[Instruction 1]
Tally the lines of the records that contain the string "shorts", treating case as significant. Give only the number.

[Document text]

"""

Santosh Pandit: Negative Publicity and Durablity of the “Superstar of the Poor”
This is the second research note from Darshana Sreedhar, one of the short-term social media research fellows at The Sarai Programme.
At the bi-annual Celebrity Studies conference in London this June, amidst hundred plus papers that ruminated on the modalities and meanings of stardom, surprisingly there were many researchers who were curious about the “Indian star” Pandit, who had a meteoric rise to become what one fan had described as “Kerala’s Justin Bieber” . The flood of interest around the sudden popularity of Santosh Pandit following the success of his debut film Krishnanum Radhayum in 2011 had given him new epithets like the “Alien Star”, “Super Star of the Poor”, “YouTube Star” and so on, simultaneously ushering in debates on the aesthetic and technical worth of Pandit’s films.
My initial exposure to Pandit, like many Malayalis who are located outside Kerala was mainly through the virtual medium, particularly via the song sequence “Rathri Subharathri”  from the film Krishnanum Radhayum uploaded on YouTube in March 2011. I was also equally curious about this relatively new person who had suddenly grabbed his “fifteen minutes of fame” in an uncannily Warholian fashion . Pandit, however lasted longer than that by utilizing the potential opened up by the democratization of the regime of image production, circulation and consumption enabled by the digital revolution and the Internet. Till the release of the song sequence on YouTube, the name Pandit was unknown even to the most avid film enthusiasts in Kozhikode, the place from where he hails. Except a few who knew him as an enthusiastic man in his forties who was struck by the cinema-bug and attempted to make a few albums, no one had any clear memory of his talents exhibited otherwise. But, in no time he mobilized a huge fan following and a strong virtual presence through fan pages and other promotional material so much so that he became a regular presence as chief guest at several college fests and business inaugurations throughout Kerala.

"""

(Lines of data)
"""

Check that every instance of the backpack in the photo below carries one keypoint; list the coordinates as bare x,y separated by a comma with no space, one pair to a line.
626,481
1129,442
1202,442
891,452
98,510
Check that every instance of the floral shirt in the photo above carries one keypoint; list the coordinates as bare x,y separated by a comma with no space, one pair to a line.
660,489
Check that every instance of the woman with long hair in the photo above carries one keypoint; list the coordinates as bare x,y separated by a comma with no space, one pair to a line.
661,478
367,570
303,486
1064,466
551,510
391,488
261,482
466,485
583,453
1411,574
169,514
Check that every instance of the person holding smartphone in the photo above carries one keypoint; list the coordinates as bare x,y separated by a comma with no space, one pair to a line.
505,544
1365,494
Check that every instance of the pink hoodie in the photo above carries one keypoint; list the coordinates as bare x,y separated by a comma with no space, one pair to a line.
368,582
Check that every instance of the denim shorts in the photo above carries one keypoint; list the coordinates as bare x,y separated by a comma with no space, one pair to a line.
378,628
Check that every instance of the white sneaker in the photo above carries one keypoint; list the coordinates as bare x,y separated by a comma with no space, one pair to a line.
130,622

"""
"""

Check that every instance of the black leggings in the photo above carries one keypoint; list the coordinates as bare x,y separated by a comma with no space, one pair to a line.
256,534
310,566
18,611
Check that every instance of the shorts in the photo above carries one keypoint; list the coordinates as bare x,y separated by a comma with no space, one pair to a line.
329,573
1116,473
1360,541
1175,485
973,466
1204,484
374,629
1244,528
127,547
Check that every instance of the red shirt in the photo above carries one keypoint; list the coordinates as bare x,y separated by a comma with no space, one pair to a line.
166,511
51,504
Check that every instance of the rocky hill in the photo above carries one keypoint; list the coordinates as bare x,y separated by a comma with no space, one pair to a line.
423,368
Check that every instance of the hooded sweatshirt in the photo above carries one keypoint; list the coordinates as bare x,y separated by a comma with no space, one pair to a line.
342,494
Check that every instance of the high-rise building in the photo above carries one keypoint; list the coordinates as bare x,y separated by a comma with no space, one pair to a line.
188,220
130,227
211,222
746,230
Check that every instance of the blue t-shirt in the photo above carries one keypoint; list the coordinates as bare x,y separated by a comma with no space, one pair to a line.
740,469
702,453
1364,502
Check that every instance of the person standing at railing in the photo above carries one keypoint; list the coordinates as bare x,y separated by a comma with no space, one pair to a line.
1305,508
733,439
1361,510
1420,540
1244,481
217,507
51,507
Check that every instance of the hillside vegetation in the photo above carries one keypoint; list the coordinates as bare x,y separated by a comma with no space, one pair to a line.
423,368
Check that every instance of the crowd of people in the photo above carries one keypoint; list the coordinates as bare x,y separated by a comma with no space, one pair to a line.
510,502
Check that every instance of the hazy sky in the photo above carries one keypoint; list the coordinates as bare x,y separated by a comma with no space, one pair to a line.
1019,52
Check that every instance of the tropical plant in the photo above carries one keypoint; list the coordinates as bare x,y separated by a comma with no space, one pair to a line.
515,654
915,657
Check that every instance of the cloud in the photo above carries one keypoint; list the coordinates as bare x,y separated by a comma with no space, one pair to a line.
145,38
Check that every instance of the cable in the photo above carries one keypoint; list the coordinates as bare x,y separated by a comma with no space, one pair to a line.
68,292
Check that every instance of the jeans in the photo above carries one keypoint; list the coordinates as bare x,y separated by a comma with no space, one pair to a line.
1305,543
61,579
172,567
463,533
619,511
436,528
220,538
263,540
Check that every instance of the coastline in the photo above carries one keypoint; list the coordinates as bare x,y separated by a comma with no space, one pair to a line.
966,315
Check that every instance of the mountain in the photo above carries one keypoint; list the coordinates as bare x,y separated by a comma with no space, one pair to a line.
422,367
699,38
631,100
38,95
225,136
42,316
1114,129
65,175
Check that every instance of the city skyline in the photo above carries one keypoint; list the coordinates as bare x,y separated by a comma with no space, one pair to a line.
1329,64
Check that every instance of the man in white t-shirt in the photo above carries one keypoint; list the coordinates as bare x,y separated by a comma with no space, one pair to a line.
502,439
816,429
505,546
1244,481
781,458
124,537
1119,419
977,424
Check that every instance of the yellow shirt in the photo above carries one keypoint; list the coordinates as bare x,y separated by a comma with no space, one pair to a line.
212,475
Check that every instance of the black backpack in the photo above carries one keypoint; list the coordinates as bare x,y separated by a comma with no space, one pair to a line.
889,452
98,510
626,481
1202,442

"""

[Instruction 2]
In the note on Santosh Pandit, what was the debut film whose success in 2011 brought him sudden popularity?

[Correct output 1]
2

[Correct output 2]
Krishnanum Radhayum